Your task is to repeat the data exactly, every line of it.

Recorded data |
┄┄┄┄┄┄┄┄┄┄┄┄┄┄┄┄┄┄┄┄

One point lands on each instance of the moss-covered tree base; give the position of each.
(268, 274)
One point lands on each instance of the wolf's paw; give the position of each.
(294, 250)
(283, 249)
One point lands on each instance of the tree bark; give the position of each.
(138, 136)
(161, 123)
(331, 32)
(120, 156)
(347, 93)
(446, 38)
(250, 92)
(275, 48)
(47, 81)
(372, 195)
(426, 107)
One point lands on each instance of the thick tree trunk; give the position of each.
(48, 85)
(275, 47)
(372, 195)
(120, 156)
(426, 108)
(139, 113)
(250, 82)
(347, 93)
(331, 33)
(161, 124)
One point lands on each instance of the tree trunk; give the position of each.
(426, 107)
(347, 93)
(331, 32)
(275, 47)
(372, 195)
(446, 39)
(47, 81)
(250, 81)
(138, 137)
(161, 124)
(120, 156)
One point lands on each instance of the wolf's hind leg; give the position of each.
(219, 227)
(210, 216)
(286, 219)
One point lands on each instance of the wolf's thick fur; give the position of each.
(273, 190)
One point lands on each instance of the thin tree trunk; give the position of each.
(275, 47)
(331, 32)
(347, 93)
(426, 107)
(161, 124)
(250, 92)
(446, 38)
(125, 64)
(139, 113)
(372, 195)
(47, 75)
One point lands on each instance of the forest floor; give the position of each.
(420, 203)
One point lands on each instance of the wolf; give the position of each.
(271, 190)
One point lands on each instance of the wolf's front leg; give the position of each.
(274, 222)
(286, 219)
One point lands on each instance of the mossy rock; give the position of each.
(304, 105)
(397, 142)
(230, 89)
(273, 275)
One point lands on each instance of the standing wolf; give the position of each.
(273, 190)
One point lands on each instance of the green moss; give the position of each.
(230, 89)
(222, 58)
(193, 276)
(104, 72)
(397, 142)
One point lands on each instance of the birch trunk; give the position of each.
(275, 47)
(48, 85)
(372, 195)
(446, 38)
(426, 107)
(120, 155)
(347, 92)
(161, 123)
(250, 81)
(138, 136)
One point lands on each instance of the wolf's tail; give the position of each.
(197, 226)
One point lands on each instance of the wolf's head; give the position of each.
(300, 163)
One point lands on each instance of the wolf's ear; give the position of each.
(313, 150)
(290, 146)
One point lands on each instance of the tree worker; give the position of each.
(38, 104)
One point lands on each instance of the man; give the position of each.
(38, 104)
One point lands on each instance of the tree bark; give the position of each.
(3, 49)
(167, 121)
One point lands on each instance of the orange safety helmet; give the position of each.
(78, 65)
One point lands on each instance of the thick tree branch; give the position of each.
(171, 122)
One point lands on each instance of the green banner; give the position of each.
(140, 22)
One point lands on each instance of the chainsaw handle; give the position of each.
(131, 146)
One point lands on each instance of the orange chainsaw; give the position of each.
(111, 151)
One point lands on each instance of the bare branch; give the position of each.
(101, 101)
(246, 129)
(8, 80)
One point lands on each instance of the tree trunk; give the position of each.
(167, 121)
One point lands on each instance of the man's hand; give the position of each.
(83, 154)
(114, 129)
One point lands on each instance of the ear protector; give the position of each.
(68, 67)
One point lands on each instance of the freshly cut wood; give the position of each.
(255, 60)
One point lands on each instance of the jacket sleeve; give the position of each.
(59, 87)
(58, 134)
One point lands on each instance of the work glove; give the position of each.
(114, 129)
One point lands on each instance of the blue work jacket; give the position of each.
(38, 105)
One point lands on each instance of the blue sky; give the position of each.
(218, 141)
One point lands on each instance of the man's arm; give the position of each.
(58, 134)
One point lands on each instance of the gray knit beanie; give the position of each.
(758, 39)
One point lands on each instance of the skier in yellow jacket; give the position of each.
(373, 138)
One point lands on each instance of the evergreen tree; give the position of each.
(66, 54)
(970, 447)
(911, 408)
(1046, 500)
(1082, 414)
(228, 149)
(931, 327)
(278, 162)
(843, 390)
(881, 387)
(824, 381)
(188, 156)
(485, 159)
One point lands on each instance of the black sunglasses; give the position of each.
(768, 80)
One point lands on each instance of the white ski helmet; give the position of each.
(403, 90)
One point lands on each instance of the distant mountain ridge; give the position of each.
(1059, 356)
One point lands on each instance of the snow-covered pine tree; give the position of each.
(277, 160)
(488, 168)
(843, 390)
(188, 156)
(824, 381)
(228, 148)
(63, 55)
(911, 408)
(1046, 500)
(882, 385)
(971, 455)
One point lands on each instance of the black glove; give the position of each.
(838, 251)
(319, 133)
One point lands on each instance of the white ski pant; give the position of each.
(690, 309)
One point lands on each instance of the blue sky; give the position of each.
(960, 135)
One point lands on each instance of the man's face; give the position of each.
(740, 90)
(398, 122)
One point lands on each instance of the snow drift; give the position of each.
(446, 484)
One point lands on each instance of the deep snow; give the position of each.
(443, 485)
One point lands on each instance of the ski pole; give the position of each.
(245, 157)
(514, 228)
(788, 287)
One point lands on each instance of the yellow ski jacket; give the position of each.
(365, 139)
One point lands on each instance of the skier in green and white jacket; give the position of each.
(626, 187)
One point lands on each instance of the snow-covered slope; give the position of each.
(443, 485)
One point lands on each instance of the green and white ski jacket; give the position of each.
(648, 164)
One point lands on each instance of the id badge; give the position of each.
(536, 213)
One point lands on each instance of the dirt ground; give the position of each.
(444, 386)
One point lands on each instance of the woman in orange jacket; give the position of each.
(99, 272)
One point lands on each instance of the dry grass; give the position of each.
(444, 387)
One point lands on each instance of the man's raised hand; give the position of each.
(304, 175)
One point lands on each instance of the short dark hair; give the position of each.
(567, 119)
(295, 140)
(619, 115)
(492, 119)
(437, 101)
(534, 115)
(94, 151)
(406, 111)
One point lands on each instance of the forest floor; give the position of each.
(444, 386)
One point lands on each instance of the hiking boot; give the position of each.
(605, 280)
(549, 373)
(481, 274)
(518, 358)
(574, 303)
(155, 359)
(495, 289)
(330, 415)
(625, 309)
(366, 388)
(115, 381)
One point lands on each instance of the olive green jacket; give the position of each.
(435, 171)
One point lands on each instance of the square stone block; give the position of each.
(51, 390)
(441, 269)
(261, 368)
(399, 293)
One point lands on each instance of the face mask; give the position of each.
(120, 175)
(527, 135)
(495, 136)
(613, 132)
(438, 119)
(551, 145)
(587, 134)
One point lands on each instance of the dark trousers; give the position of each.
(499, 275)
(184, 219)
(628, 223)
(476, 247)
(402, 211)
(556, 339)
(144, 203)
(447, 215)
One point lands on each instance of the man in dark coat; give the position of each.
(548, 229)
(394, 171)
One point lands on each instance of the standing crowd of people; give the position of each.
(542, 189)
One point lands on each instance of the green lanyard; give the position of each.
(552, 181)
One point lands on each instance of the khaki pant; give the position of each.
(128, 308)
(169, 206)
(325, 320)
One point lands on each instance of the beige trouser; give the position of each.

┄┄┄┄┄┄┄┄┄┄┄┄┄┄┄┄┄┄┄┄

RESPONSE TO THIS TASK |
One point lands on each instance of the moss-covered tree base; give the position of each.
(268, 274)
One point lands on each instance of the wolf's paw; give the position of each.
(294, 250)
(283, 249)
One point lands on each instance of the tree bark; give the position of each.
(138, 136)
(161, 123)
(331, 32)
(120, 156)
(347, 93)
(446, 38)
(250, 92)
(275, 48)
(47, 81)
(372, 195)
(426, 107)
One point lands on each instance of the thick tree trunk; give the position of each.
(48, 85)
(275, 47)
(372, 195)
(120, 156)
(426, 108)
(139, 113)
(250, 82)
(347, 93)
(331, 33)
(161, 124)
One point lands on each instance of the tree trunk; give the position of each.
(426, 107)
(347, 93)
(331, 32)
(275, 47)
(372, 195)
(446, 39)
(47, 81)
(250, 81)
(138, 137)
(161, 124)
(120, 156)
One point lands on each instance of the wolf's hind leg; give the position of each.
(219, 227)
(210, 216)
(286, 219)
One point lands on each instance of the wolf's thick fur; give the position of each.
(273, 190)
One point lands on each instance of the thin tree trunk; give the position of each.
(275, 47)
(331, 32)
(347, 93)
(426, 107)
(161, 124)
(250, 92)
(446, 38)
(125, 64)
(139, 113)
(372, 195)
(47, 75)
One point lands on each instance of the forest floor; give the position of each.
(420, 203)
One point lands on each instance of the wolf; give the position of each.
(271, 190)
One point lands on each instance of the wolf's front leg; give the position of each.
(274, 222)
(286, 219)
One point lands on each instance of the mossy rock; give the position of each.
(304, 105)
(397, 142)
(230, 89)
(273, 275)
One point lands on each instance of the standing wolf; give the position of each.
(273, 190)
One point lands on each instance of the green moss; give the position of each.
(230, 89)
(222, 58)
(193, 276)
(104, 72)
(397, 142)
One point lands on each instance of the birch trunk; give the position of each.
(275, 47)
(48, 85)
(372, 195)
(446, 38)
(426, 107)
(120, 155)
(347, 92)
(161, 123)
(250, 81)
(138, 136)
One point lands on each instance of the wolf's tail; give the position of each.
(197, 226)
One point lands on each instance of the wolf's head; give the position of each.
(300, 163)
One point lands on each instance of the wolf's ear; give the position of each.
(313, 150)
(290, 146)
One point lands on each instance of the tree worker; give the position of each.
(38, 104)
One point lands on each instance of the man; give the position of each.
(38, 104)
One point lands on each instance of the tree bark; give the position of each.
(3, 49)
(167, 121)
One point lands on each instance of the orange safety helmet; give the position of each.
(78, 65)
One point lands on each instance of the thick tree branch; give the position of each.
(171, 122)
One point lands on each instance of the green banner; give the position of each.
(140, 22)
One point lands on each instance of the chainsaw handle; give the position of each.
(131, 146)
One point lands on each instance of the orange chainsaw; give the position of each.
(111, 151)
One point lands on each instance of the bare branch; give the position of each.
(101, 101)
(246, 129)
(8, 80)
One point lands on each instance of the tree trunk; give the position of each.
(167, 121)
One point lands on each instance of the man's hand; give the position of each.
(83, 154)
(114, 129)
One point lands on each instance of the ear protector; give the position of each.
(68, 67)
One point lands on each instance of the freshly cut wood; give the position of each.
(255, 60)
One point lands on each instance of the jacket sleeve; give the position of each.
(59, 87)
(58, 134)
One point lands on each instance of the work glove; give the position of each.
(114, 129)
One point lands on each instance of the blue work jacket; give the position of each.
(38, 105)
One point lands on each instance of the blue sky; give the position of each.
(218, 141)
One point lands on each instance of the man's arm; give the position of each.
(58, 134)
One point lands on each instance of the gray knit beanie; give the position of each.
(758, 39)
One point lands on each instance of the skier in yellow jacket; give the position of each.
(373, 138)
One point lands on each instance of the evergreen tree; give the position of each.
(66, 54)
(970, 447)
(911, 408)
(1046, 500)
(1082, 414)
(228, 149)
(931, 327)
(278, 162)
(843, 390)
(881, 387)
(824, 381)
(188, 156)
(485, 159)
One point lands on each instance of the black sunglasses; give the position of each.
(768, 80)
One point lands on each instance of the white ski helmet; give the position of each.
(403, 90)
One point lands on each instance of the distant mountain ridge; give the position of each.
(1059, 356)
One point lands on each instance of the snow-covered pine tree; give the position of each.
(277, 160)
(488, 168)
(843, 390)
(188, 156)
(824, 381)
(228, 148)
(63, 55)
(911, 408)
(1046, 500)
(882, 385)
(971, 455)
One point lands on each instance of the black glove; give the position of each.
(838, 251)
(319, 133)
One point lands on each instance of the white ski pant; give the position of each.
(690, 309)
One point lands on each instance of the blue sky; give the position of each.
(960, 135)
One point lands on each instance of the man's face; give the position of each.
(740, 90)
(398, 122)
One point lands on each instance of the snow drift; give the position of each.
(446, 484)
One point lands on each instance of the deep snow; give the position of each.
(443, 485)
One point lands on each instance of the ski pole; give the position of each.
(245, 157)
(514, 228)
(788, 287)
One point lands on each instance of the yellow ski jacket; give the position of each.
(365, 139)
One point lands on each instance of the skier in green and white jacket; give the position of each.
(626, 187)
One point lands on each instance of the snow-covered slope; give the position of each.
(443, 485)
One point lands on each instance of the green and white ski jacket; give the position of each.
(648, 164)
One point lands on each instance of the id badge; give the position of each.
(536, 213)
One point lands on each instance of the dirt ground; give the position of each.
(444, 386)
One point lands on each instance of the woman in orange jacket; give the position of each.
(99, 272)
One point lands on each instance of the dry grass; give the position of each.
(444, 387)
One point lands on each instance of the man's raised hand; give the position of each.
(304, 175)
One point lands on each instance of the short dark hair; give the position of each.
(567, 119)
(295, 140)
(619, 115)
(492, 119)
(437, 101)
(534, 115)
(94, 151)
(406, 111)
One point lands on each instance of the forest floor; give the position of each.
(444, 386)
One point lands on each instance of the hiking boot; give the position of each.
(605, 280)
(549, 373)
(481, 274)
(518, 358)
(574, 303)
(155, 359)
(495, 289)
(330, 415)
(625, 309)
(366, 388)
(115, 381)
One point lands on each instance of the olive green jacket; give the position of each.
(435, 171)
One point lands on each instance of the square stone block; give the position of each.
(51, 390)
(441, 269)
(261, 368)
(399, 293)
One point lands on each instance of the face mask; give the position of each.
(120, 175)
(527, 135)
(495, 136)
(613, 132)
(438, 119)
(551, 145)
(587, 134)
One point lands on each instance of the dark trousers; give the position of each.
(499, 275)
(184, 219)
(628, 223)
(476, 247)
(402, 211)
(556, 339)
(144, 203)
(447, 215)
One point lands on each instance of the man in dark coat; give the position of each.
(548, 229)
(394, 171)
One point lands on each instance of the standing crowd of people; give the position of each.
(542, 189)
One point lands on each instance of the green lanyard; give the position of each.
(552, 181)
One point lands on each instance of the khaki pant; give the position of each.
(128, 308)
(169, 206)
(325, 320)
One point lands on each instance of the beige trouser; give the position of each.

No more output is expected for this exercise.